++++ EXCERPT PROVIDED ++++

Are you doing this as a hoax or just for really stupid people that think that great audio equipment can't deal with power line grunge?

 

When John Atkinson tests equipment for Stereophile, he plugs it straight into the wall with the supplied cable.

 

In testing Benchmark's AHB-2 amp and LA4 pre/amp, he found them to have less distortion and noise than any similar products ("Benchmark's LA4 is the widest-bandwidth, widest-dynamic-range, lowest-noise, lowest-distortion preamplifier I have encountered.")

 

Hey, having a cleaner power supply will improve the sound of your system by reducing noise 3dB or so cumulatively. That's it. Also, having the power conditioner take the hit from a lightning strike is good.

 

If your equipment is so poorly designed and built that a power conditioner or the power source drastically changes its audio quality, there is something seriously wrong with it.

 

Either that or your preconception bias has gone into overdrive. Regardless, this article is of no value.

 

Hi Jeff, thanks for the opinion, I think.

++++ INFORMATION SUPPLIED ++++

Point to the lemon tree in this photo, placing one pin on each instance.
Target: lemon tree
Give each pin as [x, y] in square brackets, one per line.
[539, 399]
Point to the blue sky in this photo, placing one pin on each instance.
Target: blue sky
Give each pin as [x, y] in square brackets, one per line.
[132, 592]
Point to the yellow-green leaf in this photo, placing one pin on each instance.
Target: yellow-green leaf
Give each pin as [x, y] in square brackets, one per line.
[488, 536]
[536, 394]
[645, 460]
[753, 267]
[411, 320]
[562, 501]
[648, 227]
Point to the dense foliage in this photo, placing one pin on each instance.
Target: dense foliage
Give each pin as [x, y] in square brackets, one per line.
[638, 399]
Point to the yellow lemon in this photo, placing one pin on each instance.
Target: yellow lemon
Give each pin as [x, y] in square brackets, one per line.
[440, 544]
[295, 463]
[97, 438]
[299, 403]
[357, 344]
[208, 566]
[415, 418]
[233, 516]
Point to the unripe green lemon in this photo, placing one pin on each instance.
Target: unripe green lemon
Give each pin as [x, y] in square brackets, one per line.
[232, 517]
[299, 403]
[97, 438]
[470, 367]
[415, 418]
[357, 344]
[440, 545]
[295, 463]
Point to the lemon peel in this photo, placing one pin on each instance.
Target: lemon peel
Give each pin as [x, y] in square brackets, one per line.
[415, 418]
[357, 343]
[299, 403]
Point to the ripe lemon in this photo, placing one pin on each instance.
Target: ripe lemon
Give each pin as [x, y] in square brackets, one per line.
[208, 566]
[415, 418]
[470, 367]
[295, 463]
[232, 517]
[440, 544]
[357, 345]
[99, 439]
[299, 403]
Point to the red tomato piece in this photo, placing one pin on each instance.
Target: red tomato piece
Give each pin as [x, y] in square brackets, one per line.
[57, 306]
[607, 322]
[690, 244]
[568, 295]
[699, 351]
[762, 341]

++++
++++ INFORMATION SUPPLIED ++++

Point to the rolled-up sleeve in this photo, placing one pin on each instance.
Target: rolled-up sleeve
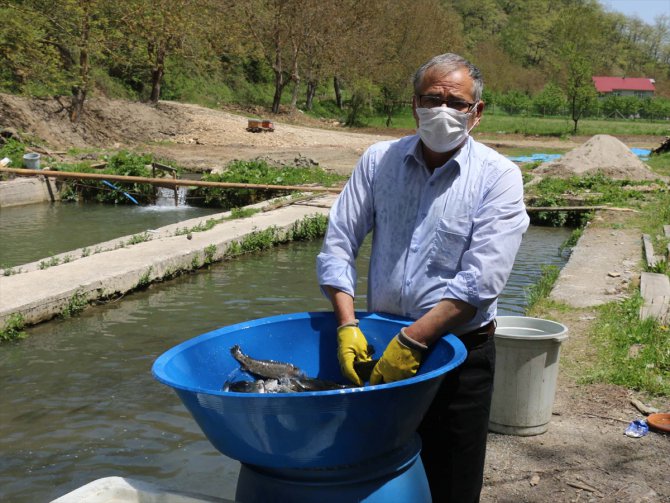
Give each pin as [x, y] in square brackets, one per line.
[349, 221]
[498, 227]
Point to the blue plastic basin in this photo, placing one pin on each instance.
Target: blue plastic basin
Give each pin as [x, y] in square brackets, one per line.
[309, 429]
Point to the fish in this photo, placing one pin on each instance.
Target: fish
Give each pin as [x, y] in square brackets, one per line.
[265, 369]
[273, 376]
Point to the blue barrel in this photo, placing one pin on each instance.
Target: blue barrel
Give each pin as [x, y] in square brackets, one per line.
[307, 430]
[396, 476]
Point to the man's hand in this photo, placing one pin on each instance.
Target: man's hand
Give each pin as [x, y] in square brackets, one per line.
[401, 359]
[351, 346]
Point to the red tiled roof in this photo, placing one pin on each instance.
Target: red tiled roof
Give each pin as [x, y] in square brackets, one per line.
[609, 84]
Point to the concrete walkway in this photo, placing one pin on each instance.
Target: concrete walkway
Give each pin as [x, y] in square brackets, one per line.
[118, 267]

++++

» WRITTEN PROBLEM 1:
Condense the paragraph beginning "Hey, having a cleaner power supply" from the power conditioner comment above into a short list that keeps its main facts.
» WRITTEN PROBLEM 2:
According to the power conditioner comment above, how does John Atkinson power equipment when he tests it for Stereophile?
» WRITTEN PROBLEM 3:
Reproduce the power conditioner comment above word for word. Begin at the words "Are you doing" and stop after "strike is good.".

» EXERCISE ANSWER 1:
- A cleaner power supply improves system sound by cutting noise by about 3dB cumulatively, and that is all it does.
- A power conditioner is also useful because it can take the hit from a lightning strike.

» EXERCISE ANSWER 2:
He plugs it straight into the wall with the supplied cable.

» EXERCISE ANSWER 3:
Are you doing this as a hoax or just for really stupid people that think that great audio equipment can't deal with power line grunge?

 

When John Atkinson tests equipment for Stereophile, he plugs it straight into the wall with the supplied cable.

 

In testing Benchmark's AHB-2 amp and LA4 pre/amp, he found them to have less distortion and noise than any similar products ("Benchmark's LA4 is the widest-bandwidth, widest-dynamic-range, lowest-noise, lowest-distortion preamplifier I have encountered.")

 

Hey, having a cleaner power supply will improve the sound of your system by reducing noise 3dB or so cumulatively. That's it. Also, having the power conditioner take the hit from a lightning strike is good.